START MATERIAL FOR THIS TASK
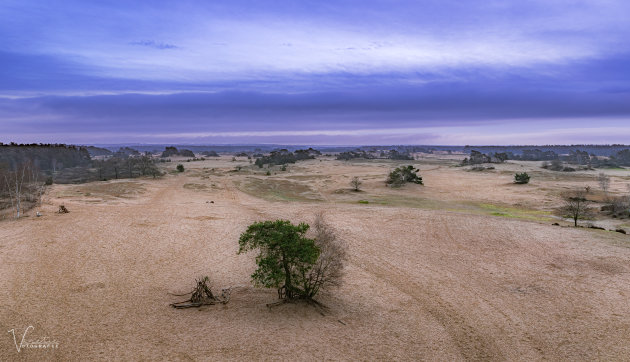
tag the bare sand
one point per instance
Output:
(467, 267)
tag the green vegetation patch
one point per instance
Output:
(278, 189)
(515, 212)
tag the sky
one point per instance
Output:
(344, 72)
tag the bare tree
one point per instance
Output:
(329, 269)
(22, 185)
(576, 206)
(604, 182)
(356, 183)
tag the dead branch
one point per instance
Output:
(202, 295)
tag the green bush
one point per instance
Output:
(402, 175)
(285, 255)
(521, 178)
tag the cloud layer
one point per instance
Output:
(398, 71)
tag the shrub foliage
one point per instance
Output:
(402, 175)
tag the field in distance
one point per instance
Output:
(467, 266)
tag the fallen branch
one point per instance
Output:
(202, 295)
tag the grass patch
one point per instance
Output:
(278, 189)
(107, 190)
(515, 213)
(198, 187)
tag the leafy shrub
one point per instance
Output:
(521, 178)
(285, 255)
(402, 175)
(298, 266)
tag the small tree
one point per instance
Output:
(285, 256)
(604, 182)
(576, 206)
(328, 270)
(521, 178)
(402, 175)
(356, 183)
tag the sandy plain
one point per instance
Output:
(467, 267)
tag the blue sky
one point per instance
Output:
(315, 72)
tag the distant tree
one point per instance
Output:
(604, 182)
(356, 183)
(22, 186)
(521, 178)
(576, 206)
(402, 175)
(285, 256)
(556, 165)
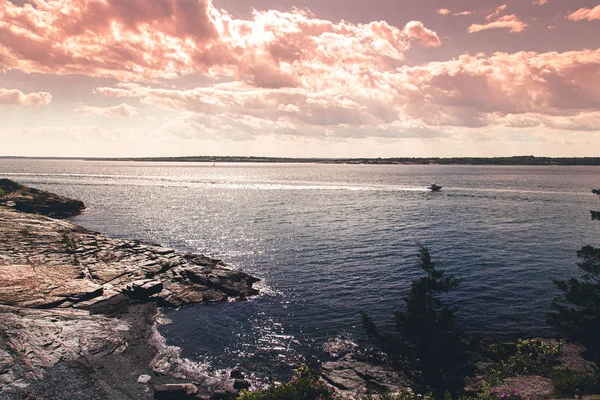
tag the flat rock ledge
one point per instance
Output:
(351, 375)
(73, 301)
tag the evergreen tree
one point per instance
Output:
(426, 345)
(577, 309)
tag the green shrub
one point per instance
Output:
(576, 313)
(533, 357)
(569, 382)
(427, 345)
(304, 385)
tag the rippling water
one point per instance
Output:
(332, 240)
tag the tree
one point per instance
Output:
(426, 345)
(576, 313)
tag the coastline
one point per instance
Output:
(79, 309)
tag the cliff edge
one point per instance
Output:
(77, 308)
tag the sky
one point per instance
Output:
(299, 78)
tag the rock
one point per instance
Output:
(175, 391)
(528, 387)
(351, 375)
(47, 263)
(240, 384)
(39, 339)
(36, 201)
(222, 395)
(64, 291)
(236, 374)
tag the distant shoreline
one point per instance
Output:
(515, 160)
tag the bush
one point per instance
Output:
(571, 383)
(427, 345)
(304, 385)
(532, 357)
(576, 313)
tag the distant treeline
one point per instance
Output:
(517, 160)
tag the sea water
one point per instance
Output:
(330, 241)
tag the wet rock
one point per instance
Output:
(175, 391)
(56, 277)
(237, 374)
(32, 340)
(528, 387)
(30, 200)
(223, 395)
(350, 376)
(40, 268)
(240, 384)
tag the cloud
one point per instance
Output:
(426, 37)
(496, 12)
(521, 90)
(122, 110)
(445, 11)
(15, 96)
(585, 14)
(510, 22)
(140, 41)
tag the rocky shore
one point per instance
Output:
(78, 309)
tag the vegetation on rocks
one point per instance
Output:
(576, 315)
(427, 344)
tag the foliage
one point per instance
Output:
(426, 345)
(530, 357)
(569, 382)
(576, 313)
(304, 385)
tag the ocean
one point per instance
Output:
(330, 241)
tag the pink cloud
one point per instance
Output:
(140, 41)
(445, 11)
(585, 14)
(426, 37)
(496, 12)
(510, 22)
(15, 96)
(122, 110)
(524, 90)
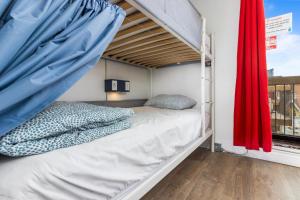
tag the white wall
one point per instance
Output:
(91, 86)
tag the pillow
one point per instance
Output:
(175, 102)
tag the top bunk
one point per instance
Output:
(154, 34)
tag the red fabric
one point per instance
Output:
(252, 124)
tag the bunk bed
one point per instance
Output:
(152, 36)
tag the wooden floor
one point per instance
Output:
(206, 175)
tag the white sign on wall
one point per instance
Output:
(271, 42)
(279, 24)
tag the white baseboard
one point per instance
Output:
(279, 155)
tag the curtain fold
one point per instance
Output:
(46, 46)
(252, 121)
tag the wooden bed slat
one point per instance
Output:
(142, 42)
(133, 17)
(148, 46)
(164, 58)
(127, 47)
(135, 38)
(148, 51)
(159, 52)
(135, 30)
(164, 55)
(124, 5)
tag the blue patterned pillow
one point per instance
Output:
(175, 102)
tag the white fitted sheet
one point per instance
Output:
(103, 168)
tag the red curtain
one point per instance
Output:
(252, 124)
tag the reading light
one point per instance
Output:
(114, 85)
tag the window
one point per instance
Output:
(283, 61)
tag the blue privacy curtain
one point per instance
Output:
(45, 47)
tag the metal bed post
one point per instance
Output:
(212, 38)
(203, 79)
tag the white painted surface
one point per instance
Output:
(222, 20)
(166, 12)
(91, 86)
(180, 79)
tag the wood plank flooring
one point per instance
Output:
(205, 175)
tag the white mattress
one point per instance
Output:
(103, 168)
(188, 26)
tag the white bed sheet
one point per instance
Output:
(105, 167)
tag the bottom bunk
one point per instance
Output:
(124, 165)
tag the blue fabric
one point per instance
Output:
(64, 125)
(46, 46)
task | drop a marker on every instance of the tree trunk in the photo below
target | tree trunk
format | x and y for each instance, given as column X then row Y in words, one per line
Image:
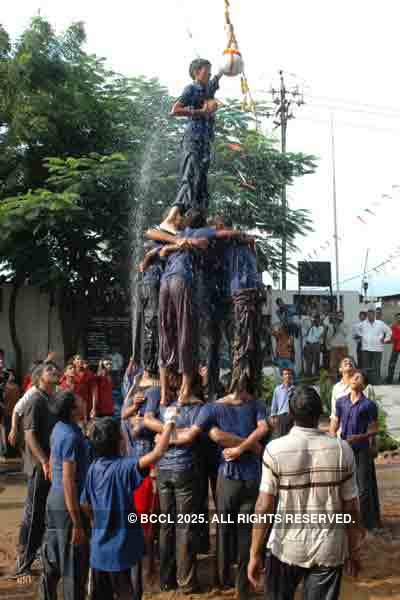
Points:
column 13, row 327
column 73, row 312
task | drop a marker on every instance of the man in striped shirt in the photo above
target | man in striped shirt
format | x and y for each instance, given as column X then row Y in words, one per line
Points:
column 311, row 478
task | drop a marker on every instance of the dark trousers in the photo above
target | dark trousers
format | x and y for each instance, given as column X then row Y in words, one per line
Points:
column 392, row 366
column 234, row 498
column 146, row 341
column 371, row 362
column 320, row 583
column 62, row 560
column 312, row 357
column 33, row 521
column 179, row 497
column 124, row 585
column 178, row 325
column 368, row 489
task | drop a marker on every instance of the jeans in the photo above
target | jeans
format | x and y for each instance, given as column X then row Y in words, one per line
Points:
column 372, row 364
column 392, row 366
column 234, row 497
column 320, row 583
column 179, row 497
column 62, row 560
column 33, row 521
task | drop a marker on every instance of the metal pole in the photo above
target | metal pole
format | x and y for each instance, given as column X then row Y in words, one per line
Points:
column 335, row 220
column 284, row 115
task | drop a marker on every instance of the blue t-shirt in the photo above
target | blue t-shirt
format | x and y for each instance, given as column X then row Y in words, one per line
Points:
column 116, row 544
column 194, row 96
column 240, row 268
column 240, row 420
column 141, row 442
column 68, row 444
column 182, row 262
column 177, row 458
column 355, row 418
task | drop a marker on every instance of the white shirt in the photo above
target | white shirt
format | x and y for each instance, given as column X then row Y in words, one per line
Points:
column 372, row 335
column 311, row 474
column 315, row 334
column 23, row 402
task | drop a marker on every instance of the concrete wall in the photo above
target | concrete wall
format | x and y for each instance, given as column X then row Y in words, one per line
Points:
column 36, row 334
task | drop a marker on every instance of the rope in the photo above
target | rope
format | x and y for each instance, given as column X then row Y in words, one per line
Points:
END MATERIAL FOR THIS TASK
TASK TO COMPLETE:
Starting with the line that has "tag the white fitted sheet" and ending with the line that has "task | drop a marker on every instance of the dark", repeat the lines above exactly, omitting every picture.

SOLUTION FOR THIS PROBLEM:
tag the white fitted sheet
one point per instance
Output:
(103, 168)
tag the red curtain
one point per instance
Output:
(252, 124)
tag the reading light
one point per instance
Output:
(114, 85)
tag the window
one point per instance
Output:
(283, 61)
tag the blue privacy curtain
one point per instance
Output:
(45, 47)
tag the metal bed post
one point per instance
Output:
(212, 38)
(203, 79)
tag the white painted surface
one point per instance
Output:
(222, 20)
(166, 12)
(91, 86)
(180, 79)
tag the wood plank flooring
one point per instance
Output:
(205, 175)
tag the white mattress
one point per instance
Output:
(103, 168)
(188, 26)
tag the white bed sheet
one point per instance
Output:
(105, 167)
tag the bottom bunk
one point per instance
Output:
(124, 165)
tag the blue fabric
one point per instance
Output:
(64, 125)
(46, 46)
task | drop a marker on every instance of the tree trunk in the photo below
target | tree trunk
format | x and y for each instance, given as column X then row Y in words, one per line
Image:
Points:
column 13, row 327
column 73, row 312
task | drop a marker on every instance of the man in striped shirt in the photo above
target | man in striped shirt
format | x and y for each instance, given as column X then row Y in words, one per line
Points:
column 311, row 478
task | drop a marker on every instance of the dark trousers in the photo above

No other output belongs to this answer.